* [Aim of the task] Render the listing below as a Markdown table with the columns Row and Line, numbering each row and omitting blank lines. Exclude the pictures from your table.

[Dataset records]
+--

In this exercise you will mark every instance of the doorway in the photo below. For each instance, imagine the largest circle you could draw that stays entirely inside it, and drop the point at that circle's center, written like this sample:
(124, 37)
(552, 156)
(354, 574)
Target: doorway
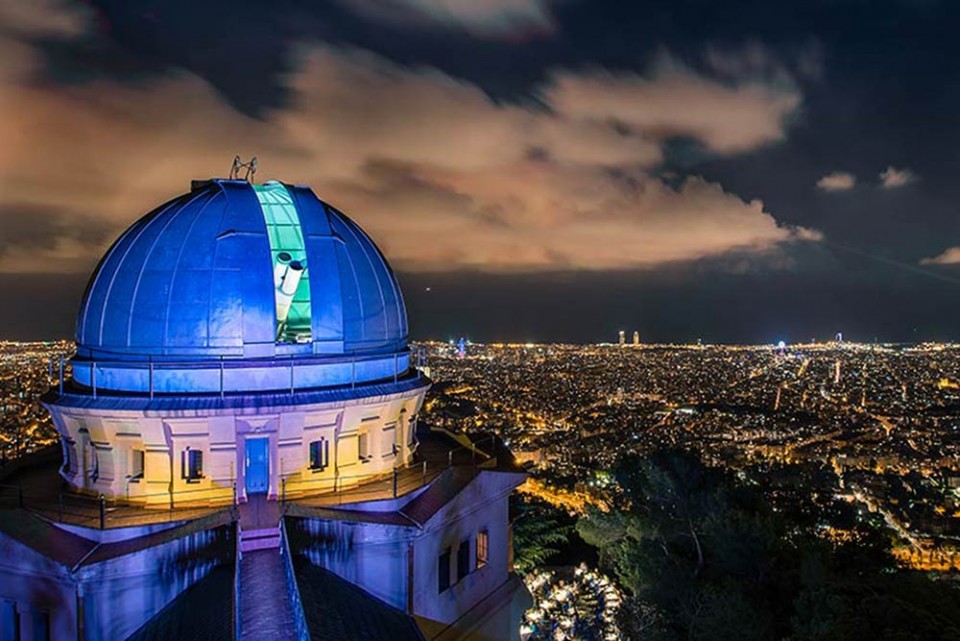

+--

* [Result of this exercise]
| Row | Line |
|---|---|
| 1 | In this exercise you will mark every instance of the doorway in the photo below. For each instance, imagine the largest circle you could draw that stays entirely inside it, and drop the point at that circle's center, written like this sample: |
| 2 | (124, 37) |
| 3 | (552, 156) |
| 4 | (354, 574) |
| 5 | Target: doorway |